**Passage for review**
┌────────
VoiceVault claims their technology that can be optimized to deliver a false accept rate of 0.01% with a false reject rate of less than 5% for high security applications. It can also be optimized to deliver a false reject rate of 0.05% with a false accept rate of less than 1% for cost reduction applications. In Nuance’s November 2012 press release, it claims to be delivering a 99.6% successful authentication rate while surpassing industry security requirements.

Voice Biometrics Group (VBG)

The company provides a custom solution for every client. [7] Voice Biometrics Group features broad production support for all prompting techniques: text-dependent and text-independent, using multiple languages, in multiple countries, etc. There is no specific preferences and they don't favor one engine configuration over another. In fact, their VMM-1 voice biometric decision engine has internal support for Types 2, 3 and 4 passphrases and is fully configurable to support whatever operating mode is best for their client applications.

Voice Biometrics Groupsupports Types 2, 3 and 4 passphrase types. Below are evaluations of several of their more popular client application use cases and how they rate based on the above evaluation factors.See Figures 4-6 on how the various types of passphrases compare in terms of security, design, tuning, enrolling and verifying.
└────────
**To do**
[1] Answer these questions about the voice biometrics passage:
(a) What false accept rate does VoiceVault claim for high security applications?
(b) What successful authentication rate did Nuance claim in its November 2012 press release?
(c) What is the name of the Voice Biometrics Group decision engine?
[2] Go on with the voice biometrics passage, starting right after its last sentence.
The data after this point has nothing to do with the voice biometrics passage.

(Stored data entries)
┌────────
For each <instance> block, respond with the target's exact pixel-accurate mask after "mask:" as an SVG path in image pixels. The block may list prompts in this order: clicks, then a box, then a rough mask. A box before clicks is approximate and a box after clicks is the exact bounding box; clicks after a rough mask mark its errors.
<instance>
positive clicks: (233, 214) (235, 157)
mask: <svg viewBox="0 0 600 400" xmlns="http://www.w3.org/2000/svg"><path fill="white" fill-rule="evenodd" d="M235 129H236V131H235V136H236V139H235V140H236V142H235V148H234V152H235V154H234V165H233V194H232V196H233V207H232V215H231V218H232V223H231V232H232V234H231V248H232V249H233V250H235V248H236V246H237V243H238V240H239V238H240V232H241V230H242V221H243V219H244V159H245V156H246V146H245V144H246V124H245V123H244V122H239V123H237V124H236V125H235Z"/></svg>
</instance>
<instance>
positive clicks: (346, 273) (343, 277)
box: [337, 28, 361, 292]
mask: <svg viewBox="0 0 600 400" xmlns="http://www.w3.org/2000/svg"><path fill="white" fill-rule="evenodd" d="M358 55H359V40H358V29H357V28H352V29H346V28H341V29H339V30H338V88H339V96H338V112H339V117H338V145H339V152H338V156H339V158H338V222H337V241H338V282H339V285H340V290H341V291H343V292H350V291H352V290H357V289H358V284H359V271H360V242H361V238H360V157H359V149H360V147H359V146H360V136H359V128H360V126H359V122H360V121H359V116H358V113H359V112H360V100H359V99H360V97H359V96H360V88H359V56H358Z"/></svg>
└────────
**Answer set**
[1]
(a) 0.01%
(b) 99.6%
(c) VMM-1

[2]
1) Static Passphrase

“In this use case a user speaks a static passphrase such as ‘my voice is my password, please let me in.’ Enrollment requires 2-3 repetitions of the same phrase, while verification and identification require the phrase to be spoken once. There are multiple variations on how this technique can be administered. For instance, all users can all repeat the same phrase or they can each make up their own phrase. This is an example of a ‘text-dependent’ prompting technique.” [8]

Figure 4 - VBG’s assessment of Type 2 pass phrases in terms of 5 dimensions

2) Random Number

“In this use case, the enrollment process typically requires a user to repeat a series of static number phrases or counting strings in order to obtain samples of how they speak each digit (0 through 9). Then, during verification or identification, the user is prompted to repeat a random number (or any other number). This is an example of a ‘text-dependent’ prompting technique.” [8]

Figure 5 – VBG’s assessment of Type 3 pass phrases in terms of 5 dimensions

3) Free Speech

“This use case is sometimes also referred to as ‘natural speech’. The enrollment process typically requires 2+ minutes of speech samples in order to capture and model all the phonemes of speech. During verification, the user is prompted to repeat just about any combination of words, numbers and/or phrases. Because of the length of enrollment samples required, free speech use cases frequently leverage existing recordings or make use of conversational (passive) collection techniques. This is considered a ‘text-independent’ technique.” [8]

Figure 6 – VBG’s assessment of Type 3 pass phrases in terms of 5 dimensions

4) Active vs. Passive Prompting

“Speech samples for the text-dependent use cases described above are almost always ‘actively’ prompted for. The engine requires specific input, so clients develop their applications to guide users through a series of prompts to say specific words, numbers, or phrases. These ‘active’ or ‘text prompted’ use cases tend to be favored in high-volume applications as it is desirable to keep things quick and easy for end users (and keep IVR handle time low).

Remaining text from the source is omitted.